Reproduce every line of the data below word for word, without changing, adding, or dropping anything.

** BEGIN **

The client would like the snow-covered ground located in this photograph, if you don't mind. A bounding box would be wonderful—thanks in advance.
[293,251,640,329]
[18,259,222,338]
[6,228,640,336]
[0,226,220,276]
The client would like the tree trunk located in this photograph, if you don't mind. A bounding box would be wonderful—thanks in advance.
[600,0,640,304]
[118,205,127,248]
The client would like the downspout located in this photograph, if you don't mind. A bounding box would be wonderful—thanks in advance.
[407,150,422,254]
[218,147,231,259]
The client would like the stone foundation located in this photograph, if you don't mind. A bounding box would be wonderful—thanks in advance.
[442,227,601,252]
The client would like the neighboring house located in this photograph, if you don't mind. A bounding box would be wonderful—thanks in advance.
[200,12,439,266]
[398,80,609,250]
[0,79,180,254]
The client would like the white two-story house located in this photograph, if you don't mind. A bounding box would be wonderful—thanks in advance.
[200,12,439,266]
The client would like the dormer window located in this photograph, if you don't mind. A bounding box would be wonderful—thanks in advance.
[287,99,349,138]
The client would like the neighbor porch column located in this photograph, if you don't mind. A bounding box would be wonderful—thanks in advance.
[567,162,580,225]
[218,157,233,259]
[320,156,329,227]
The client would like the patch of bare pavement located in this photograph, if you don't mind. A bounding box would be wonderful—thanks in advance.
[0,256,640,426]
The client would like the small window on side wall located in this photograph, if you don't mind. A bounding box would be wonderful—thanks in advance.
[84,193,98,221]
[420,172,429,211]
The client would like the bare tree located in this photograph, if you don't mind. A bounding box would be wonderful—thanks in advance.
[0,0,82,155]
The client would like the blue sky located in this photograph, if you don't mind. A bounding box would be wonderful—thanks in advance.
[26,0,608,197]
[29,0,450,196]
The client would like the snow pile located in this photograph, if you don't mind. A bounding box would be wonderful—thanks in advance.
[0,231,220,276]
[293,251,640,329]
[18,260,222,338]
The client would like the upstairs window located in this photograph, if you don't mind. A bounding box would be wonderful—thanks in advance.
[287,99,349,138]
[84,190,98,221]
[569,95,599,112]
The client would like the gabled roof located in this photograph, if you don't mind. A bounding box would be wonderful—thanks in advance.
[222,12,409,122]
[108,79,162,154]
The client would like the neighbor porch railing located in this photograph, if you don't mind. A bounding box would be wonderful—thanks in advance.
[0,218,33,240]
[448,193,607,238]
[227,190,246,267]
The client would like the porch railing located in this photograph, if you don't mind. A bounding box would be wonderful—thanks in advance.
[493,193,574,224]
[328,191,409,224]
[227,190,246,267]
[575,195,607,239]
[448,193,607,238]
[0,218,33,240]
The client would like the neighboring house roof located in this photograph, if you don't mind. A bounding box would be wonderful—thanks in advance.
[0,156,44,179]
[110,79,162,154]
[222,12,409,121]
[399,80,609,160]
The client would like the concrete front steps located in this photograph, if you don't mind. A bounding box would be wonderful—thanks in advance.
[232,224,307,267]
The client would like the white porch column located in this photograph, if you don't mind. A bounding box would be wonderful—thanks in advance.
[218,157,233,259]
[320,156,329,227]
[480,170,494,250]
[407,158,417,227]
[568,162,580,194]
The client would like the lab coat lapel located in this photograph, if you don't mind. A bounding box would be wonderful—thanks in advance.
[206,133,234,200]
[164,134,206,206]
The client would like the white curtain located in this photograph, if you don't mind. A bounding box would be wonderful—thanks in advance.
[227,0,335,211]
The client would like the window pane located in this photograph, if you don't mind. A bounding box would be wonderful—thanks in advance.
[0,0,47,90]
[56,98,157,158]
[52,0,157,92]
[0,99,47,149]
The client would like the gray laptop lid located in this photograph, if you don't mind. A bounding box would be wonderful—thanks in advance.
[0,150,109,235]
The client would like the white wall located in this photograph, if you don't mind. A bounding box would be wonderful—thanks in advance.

** END **

*Correct answer:*
The client would like the snow-covered ground located in this photograph, if you don't mind. A bounding box would be wonderful—thanks in advance.
[293,251,640,329]
[18,259,222,338]
[6,228,640,336]
[0,226,220,276]
The client would like the tree trunk located in this photograph, if you don't mind. A bounding box would be wonderful—thanks in advance.
[600,0,640,304]
[118,205,127,248]
The client would like the downspout located in this photograph, if you don't mind. A bounding box would be wonderful—thanks in advance.
[407,150,422,254]
[218,147,231,259]
The client would like the stone foundation located in this photograph, if you don't mind. A bounding box would be wonderful—thanks in advance.
[442,227,601,252]
The client would like the neighboring house located in this photograph, if you don't mind. A bounding box would be wonderful—thanks in advance.
[200,12,439,266]
[398,80,609,250]
[0,79,180,254]
The client would like the white two-story house located in this photograph, if you don't mind. A bounding box would be wonderful—thanks in advance.
[200,12,439,266]
The client would like the dormer window located in this photograph, if you don't mind. A bounding box would be wonderful—thanks in advance.
[287,99,349,138]
The client would like the neighbor porch column located in this photograph, if you don't mind. A bounding box would be wonderful—thanks in advance.
[567,162,580,225]
[218,157,233,259]
[320,156,329,227]
The client would like the patch of bare pavement located in this photograph, if you don't mind. A bounding box would be wonderful—thanks in advance.
[0,256,640,426]
The client would like the small window on side wall located in this photograph, if you don't mind. A bounding box would be wonderful—thanks in advance.
[84,193,98,221]
[420,172,429,211]
The client would like the bare tree located in this photograph, if you don't mind. A bounding box would be wonderful—thanks in advance.
[0,0,82,155]
The client would like the blue sky located in this photograph, if you don't mind. A bounding box would be wonderful—thanks in advance.
[26,0,608,197]
[29,0,450,196]
The client would like the snow pile located in this photograph, if you don't mind. A bounding box would be wonderful—thanks in advance.
[0,231,220,276]
[293,251,640,329]
[18,260,222,338]
The client would like the upstairs window located in this photograph, if you don't mind. A bounding box would be wonderful—thanks in advance.
[287,99,349,138]
[84,190,98,221]
[569,95,599,112]
The client would like the gabled roof located in this photograph, if you don't mind. A bounding box would be wonderful—thanks in advance.
[222,12,409,122]
[108,79,162,154]
The client would like the neighbor porch railing located in this photograph, if you don't mind. A bounding box would be wonderful—thanks in advance.
[0,218,33,240]
[448,193,607,238]
[227,190,246,267]
The client would like the porch railing located in this photograph, if you don't mind. A bounding box would be wonderful—thanks in advance.
[493,193,574,224]
[328,191,409,224]
[227,190,246,267]
[575,195,607,239]
[448,193,607,238]
[0,218,33,240]
The client would like the neighboring house roof located in this photograph, if you don't mind. A bounding box would be wonderful—thanks in advance.
[0,156,44,179]
[110,79,162,154]
[222,12,409,121]
[399,80,609,160]
The client would like the concrete front steps located in this photograph, if you don't mind. A bounding box would be wonderful—thanks in advance.
[232,224,307,267]
The client would like the white porch column located in this photograph, if you don't mind. A bounding box would be wonderful—thanks in advance.
[218,157,233,259]
[320,156,329,227]
[480,170,494,250]
[407,158,417,227]
[568,162,580,194]
The client would like the lab coat lapel located in this photograph, if you don't mind. A bounding box would be wonderful—thanks in advance.
[206,133,234,200]
[164,134,206,206]
The client would like the white curtain located in this photograph, if you don't mind. A bounding box would be wonderful—thanks in advance.
[227,0,335,211]
The client would like the window pane located in this photograph, if you don't mind. A bounding box would be wonderful—thanks in advance.
[0,0,47,90]
[56,98,157,158]
[52,0,157,92]
[0,99,47,149]
The client would like the gray laptop lid located in this photograph, if you don't mind. A bounding box would be wonderful—thanks in advance.
[0,150,109,235]
The client would like the white wall located in this photograph, if you don't mind. A bounding box would be wonderful—thanks in advance.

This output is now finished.